1.1 In the event of a data breach affecting residents of your country, is there any legal obligation or requirement to notify either a) affected individuals; or b) a regulator such as a data protection authority (DPA)?
There are no legislative provisions establishing mandatory requirements to notify the personal data owner (individual) about the breach of his / her personal data rights. There is no legal requirement to inform the Ukrainian Parliament Commissioner for Human Rights who performs the functions of a data protection authority ("DPA"). The law only provides for the right of the individual owner of the personal data to inform the DPA about the facts of the personal data breach affecting him/her and apply for protection of his/her rights. At the same time, the DPA has the right to carry out investigations and inspections. If the facts of a personal data breach are discovered, the infringers may be exposed to the relevant administrative sanctions, followed, where necessary, by enforcement of such sanctions through the court. Moreover, the individual has the right to inform law enforcement authorities (e.g., police department) of the personal data breach affecting the individual or to file lawsuits against the infringers (organisations or persons committing violation of the individual’s personal data rights) in order to restore his/her breached rights and seek compensation of damages caused by the infringement.
1.2 Under what conditions must such notification(s) be given, including a) what types of data must be breached to trigger notification; and b) whether the entity must be a data controller or data processor in your country for such obligations to apply?
A breach of any personal data may serve as the reason for a notification submission to the DPA. The Ukrainian legislation describes personal data as data about an individual who is identified or may be specifically identified. It includes, in particular, data on the person’s nationality, education, marital status, religious beliefs and health condition, as well as address, date and place of birth. Neither the data controller nor a data processor is under the obligation to notify. Only the affected individual has the right to notify the DPA. A notification from an individual about a data breach may be sent to the relevant authorities (either the DPA or law enforcement authorities) in a written form. It must be based on the facts of the personal data breach.
1.3 For such notification(s), is there any required or suggested a) content of the notice; b) time period in which notice must be given; or c) method of giving notice, such as regular mail, email, web-posting or publication?

__Short task 1__. Condense the paragraph of the Ukrainian data breach passage beginning "A breach of any personal data may serve" into a short bulleted list that keeps its main facts.
__Short task 2__. Return the lines of the listing from the line containing "the white top?" through the end of the listing, both included, reproduced without any change.
The listing has no connection to the Ukrainian data breach passage.

[Excerpt from a dataset]
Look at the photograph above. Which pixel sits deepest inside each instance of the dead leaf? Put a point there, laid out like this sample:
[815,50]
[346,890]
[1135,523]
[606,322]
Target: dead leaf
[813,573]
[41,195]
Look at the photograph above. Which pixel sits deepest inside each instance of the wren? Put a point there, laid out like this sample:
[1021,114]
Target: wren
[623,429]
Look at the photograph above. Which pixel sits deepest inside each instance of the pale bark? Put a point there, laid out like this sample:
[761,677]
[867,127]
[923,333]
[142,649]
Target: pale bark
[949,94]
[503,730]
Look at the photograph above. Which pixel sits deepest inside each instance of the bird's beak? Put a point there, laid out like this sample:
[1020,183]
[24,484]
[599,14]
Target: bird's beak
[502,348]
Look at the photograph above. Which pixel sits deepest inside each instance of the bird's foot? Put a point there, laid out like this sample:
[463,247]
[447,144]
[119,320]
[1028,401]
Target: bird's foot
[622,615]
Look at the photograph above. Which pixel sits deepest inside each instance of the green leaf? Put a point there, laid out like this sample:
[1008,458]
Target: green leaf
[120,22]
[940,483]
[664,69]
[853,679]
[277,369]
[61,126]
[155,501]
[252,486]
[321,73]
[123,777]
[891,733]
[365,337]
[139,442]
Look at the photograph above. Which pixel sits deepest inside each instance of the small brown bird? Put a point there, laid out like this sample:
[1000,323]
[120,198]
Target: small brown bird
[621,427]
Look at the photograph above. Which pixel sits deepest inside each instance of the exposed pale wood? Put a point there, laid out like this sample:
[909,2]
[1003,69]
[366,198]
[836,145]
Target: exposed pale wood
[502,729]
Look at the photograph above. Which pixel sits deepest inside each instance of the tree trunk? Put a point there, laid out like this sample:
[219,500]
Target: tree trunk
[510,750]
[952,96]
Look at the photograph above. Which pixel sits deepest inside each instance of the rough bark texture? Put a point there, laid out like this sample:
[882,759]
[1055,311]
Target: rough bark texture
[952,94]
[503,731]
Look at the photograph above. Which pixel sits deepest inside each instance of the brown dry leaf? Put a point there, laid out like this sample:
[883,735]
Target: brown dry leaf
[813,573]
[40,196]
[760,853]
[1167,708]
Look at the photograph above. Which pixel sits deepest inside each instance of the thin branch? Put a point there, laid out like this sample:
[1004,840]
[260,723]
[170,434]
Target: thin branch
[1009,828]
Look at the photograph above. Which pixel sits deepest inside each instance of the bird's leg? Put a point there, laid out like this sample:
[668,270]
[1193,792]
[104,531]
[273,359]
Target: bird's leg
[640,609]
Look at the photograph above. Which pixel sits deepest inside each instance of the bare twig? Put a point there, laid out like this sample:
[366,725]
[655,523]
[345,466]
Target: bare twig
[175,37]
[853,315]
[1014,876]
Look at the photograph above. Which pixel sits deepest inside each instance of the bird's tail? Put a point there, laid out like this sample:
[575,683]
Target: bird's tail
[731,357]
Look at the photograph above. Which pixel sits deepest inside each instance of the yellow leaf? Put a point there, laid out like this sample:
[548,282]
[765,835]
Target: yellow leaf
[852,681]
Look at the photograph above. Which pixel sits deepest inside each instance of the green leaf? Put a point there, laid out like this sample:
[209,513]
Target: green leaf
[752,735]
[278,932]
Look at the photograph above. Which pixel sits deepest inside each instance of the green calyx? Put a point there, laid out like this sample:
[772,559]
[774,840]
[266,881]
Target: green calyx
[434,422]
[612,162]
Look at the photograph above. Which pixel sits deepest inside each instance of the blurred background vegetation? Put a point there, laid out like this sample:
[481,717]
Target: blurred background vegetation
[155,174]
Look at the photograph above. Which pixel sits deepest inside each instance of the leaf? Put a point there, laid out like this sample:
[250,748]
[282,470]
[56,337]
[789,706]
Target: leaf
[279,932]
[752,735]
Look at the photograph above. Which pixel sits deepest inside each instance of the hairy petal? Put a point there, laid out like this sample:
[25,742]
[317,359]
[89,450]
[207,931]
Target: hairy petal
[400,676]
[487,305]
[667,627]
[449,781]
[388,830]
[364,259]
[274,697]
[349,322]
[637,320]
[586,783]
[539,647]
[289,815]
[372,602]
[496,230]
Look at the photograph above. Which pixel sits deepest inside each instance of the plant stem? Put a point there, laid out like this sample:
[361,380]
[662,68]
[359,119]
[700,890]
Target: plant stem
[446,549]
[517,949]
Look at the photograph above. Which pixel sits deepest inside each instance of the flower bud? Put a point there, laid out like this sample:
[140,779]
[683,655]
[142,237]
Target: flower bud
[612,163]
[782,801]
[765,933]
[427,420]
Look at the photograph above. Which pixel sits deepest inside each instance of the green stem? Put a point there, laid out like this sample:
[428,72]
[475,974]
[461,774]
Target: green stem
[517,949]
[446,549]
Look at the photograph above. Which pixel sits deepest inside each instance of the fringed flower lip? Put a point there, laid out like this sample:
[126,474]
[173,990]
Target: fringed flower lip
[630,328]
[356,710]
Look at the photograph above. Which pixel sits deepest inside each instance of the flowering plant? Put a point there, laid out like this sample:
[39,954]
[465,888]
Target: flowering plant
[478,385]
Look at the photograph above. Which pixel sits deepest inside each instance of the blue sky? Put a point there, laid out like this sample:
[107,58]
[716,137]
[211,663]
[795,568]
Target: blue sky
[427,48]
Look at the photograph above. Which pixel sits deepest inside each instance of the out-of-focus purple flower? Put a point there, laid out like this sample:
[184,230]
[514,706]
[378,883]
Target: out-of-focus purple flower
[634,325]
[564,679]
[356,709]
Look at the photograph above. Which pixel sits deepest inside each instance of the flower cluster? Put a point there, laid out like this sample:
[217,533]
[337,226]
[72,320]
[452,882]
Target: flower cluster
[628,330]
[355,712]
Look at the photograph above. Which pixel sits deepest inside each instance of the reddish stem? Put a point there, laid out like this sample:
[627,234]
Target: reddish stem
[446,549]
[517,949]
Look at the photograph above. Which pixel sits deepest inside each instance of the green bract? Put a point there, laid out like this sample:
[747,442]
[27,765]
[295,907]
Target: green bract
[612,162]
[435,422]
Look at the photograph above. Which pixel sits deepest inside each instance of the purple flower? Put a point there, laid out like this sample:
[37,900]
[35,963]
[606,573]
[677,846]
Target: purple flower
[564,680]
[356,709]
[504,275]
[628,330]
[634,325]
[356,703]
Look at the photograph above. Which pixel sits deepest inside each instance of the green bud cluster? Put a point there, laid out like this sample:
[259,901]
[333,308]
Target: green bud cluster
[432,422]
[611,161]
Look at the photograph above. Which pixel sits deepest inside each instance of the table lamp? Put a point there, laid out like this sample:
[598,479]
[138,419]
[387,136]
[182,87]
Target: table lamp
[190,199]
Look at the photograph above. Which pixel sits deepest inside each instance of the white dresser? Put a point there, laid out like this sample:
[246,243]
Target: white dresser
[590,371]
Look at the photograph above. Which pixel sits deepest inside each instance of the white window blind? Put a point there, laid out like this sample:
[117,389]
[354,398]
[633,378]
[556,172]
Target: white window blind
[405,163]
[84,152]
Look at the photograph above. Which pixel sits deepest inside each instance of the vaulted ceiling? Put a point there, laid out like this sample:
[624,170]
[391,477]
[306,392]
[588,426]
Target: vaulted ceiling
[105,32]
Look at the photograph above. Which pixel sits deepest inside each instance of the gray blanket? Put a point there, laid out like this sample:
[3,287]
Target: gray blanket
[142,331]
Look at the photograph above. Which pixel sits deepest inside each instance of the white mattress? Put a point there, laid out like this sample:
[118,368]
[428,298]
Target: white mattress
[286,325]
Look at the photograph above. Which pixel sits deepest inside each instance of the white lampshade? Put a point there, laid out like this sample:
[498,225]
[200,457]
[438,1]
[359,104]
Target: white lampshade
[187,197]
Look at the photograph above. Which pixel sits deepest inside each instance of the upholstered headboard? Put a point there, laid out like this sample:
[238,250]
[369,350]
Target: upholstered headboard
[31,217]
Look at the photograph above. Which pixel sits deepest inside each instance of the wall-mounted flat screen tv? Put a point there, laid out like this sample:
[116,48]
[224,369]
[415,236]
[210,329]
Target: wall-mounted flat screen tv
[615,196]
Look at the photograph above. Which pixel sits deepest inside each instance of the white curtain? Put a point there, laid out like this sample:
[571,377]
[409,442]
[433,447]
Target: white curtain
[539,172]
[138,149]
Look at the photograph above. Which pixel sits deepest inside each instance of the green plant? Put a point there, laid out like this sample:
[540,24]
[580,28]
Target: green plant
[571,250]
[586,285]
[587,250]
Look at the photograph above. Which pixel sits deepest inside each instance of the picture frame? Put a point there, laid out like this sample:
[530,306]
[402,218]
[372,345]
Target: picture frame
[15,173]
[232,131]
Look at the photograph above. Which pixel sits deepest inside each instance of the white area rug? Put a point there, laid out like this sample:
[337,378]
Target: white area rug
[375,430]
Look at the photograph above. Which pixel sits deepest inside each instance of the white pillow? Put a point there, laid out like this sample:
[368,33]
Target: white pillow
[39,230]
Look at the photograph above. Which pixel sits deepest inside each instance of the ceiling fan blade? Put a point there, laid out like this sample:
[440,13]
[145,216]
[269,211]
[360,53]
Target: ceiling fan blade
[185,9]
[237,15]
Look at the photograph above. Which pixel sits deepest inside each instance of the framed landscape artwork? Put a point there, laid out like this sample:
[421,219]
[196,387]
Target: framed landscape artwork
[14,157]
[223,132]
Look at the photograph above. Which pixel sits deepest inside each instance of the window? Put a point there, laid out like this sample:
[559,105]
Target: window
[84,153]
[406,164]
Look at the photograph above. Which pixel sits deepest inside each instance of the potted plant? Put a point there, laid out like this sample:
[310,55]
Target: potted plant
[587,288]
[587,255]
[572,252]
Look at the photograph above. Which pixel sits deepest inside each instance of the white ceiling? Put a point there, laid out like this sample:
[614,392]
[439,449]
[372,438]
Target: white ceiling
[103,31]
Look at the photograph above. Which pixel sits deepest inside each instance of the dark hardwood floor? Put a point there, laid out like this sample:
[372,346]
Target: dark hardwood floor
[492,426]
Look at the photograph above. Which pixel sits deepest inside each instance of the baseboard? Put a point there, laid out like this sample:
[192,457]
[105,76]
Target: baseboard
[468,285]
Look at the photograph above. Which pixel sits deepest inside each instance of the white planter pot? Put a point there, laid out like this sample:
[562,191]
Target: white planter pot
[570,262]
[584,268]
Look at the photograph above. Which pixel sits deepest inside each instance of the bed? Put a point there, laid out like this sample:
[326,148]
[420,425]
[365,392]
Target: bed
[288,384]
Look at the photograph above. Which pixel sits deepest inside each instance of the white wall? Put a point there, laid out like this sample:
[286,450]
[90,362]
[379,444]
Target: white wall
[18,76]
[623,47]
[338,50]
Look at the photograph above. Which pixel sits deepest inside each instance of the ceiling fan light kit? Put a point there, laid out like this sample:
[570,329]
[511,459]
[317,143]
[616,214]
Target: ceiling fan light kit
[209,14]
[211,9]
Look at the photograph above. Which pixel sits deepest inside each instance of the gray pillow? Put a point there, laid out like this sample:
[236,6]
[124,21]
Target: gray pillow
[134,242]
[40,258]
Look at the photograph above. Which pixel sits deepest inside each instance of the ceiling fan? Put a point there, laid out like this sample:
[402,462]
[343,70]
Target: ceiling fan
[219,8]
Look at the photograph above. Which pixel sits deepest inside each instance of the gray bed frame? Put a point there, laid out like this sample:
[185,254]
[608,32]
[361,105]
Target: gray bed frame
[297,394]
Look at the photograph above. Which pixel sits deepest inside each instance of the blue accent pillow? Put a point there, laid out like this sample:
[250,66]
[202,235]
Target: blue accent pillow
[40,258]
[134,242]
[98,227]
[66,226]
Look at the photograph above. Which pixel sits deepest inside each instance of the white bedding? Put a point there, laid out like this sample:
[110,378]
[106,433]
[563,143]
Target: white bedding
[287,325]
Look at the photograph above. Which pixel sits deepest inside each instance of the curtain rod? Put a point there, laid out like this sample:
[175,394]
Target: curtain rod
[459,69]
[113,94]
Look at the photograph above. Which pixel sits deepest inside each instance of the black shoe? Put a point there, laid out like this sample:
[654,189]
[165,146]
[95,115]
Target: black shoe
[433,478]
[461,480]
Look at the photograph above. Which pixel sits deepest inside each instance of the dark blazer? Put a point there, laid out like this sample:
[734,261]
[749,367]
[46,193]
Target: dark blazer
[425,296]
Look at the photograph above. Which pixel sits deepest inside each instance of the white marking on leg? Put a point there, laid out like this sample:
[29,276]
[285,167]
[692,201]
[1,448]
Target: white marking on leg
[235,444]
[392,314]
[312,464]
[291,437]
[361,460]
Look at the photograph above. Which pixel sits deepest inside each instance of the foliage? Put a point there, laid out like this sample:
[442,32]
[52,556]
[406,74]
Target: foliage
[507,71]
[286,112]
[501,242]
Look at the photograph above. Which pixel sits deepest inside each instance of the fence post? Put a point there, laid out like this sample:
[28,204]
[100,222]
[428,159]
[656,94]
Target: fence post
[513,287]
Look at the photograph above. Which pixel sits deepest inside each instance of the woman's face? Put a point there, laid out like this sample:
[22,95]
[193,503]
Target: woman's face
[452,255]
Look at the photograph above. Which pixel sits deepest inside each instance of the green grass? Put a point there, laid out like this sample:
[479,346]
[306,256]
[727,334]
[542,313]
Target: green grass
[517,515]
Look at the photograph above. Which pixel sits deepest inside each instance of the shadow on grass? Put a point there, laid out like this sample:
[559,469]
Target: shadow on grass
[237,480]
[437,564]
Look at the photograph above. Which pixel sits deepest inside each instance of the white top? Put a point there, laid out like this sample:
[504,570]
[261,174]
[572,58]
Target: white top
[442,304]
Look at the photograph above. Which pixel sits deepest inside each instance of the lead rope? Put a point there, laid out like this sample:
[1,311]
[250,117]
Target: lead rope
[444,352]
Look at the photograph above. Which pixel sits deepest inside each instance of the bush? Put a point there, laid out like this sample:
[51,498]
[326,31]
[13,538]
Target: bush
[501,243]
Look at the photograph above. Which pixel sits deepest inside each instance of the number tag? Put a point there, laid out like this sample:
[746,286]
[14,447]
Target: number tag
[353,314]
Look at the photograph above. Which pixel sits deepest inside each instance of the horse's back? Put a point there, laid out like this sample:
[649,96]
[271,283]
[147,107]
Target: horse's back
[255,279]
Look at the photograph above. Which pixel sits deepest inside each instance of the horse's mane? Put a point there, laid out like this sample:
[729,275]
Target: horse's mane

__Correct response 1__.
- A breach of any personal data may justify a notification to the DPA.
- Ukrainian law defines personal data as data about an individual who is identified or may be specifically identified. This includes nationality, education, marital status, religious beliefs, health condition, address, and date and place of birth.
- Neither the data controller nor the data processor is obliged to notify.
- Only the affected individual has the right to notify the DPA.
- The individual may send a written notification to the DPA or to law enforcement authorities.
- The notification must be based on the facts of the personal data breach.

__Correct response 2__.
Look at the photograph above. Which pixel sits deepest inside each instance of the white top? Put a point there, laid out like this sample:
[504,570]
[261,174]
[572,58]
Target: white top
[442,304]
Look at the photograph above. Which pixel sits deepest inside each instance of the lead rope? Put a point there, laid out like this sample:
[1,311]
[250,117]
Target: lead rope
[444,352]
Look at the photograph above. Which pixel sits deepest inside each instance of the bush? Put a point there, laid out like this sample:
[51,498]
[326,31]
[13,538]
Target: bush
[501,243]
Look at the photograph above. Which pixel sits deepest inside each instance of the number tag? Put a point there, laid out like this sample:
[746,286]
[14,447]
Target: number tag
[353,314]
Look at the photograph above. Which pixel sits deepest inside each instance of the horse's back? Put a point there, laid out like this sample:
[649,96]
[271,283]
[147,107]
Target: horse's back
[255,279]
Look at the photograph above. Which pixel sits deepest inside each instance of the horse's mane? Put a point there, laid out like this sample:
[729,275]
Target: horse's mane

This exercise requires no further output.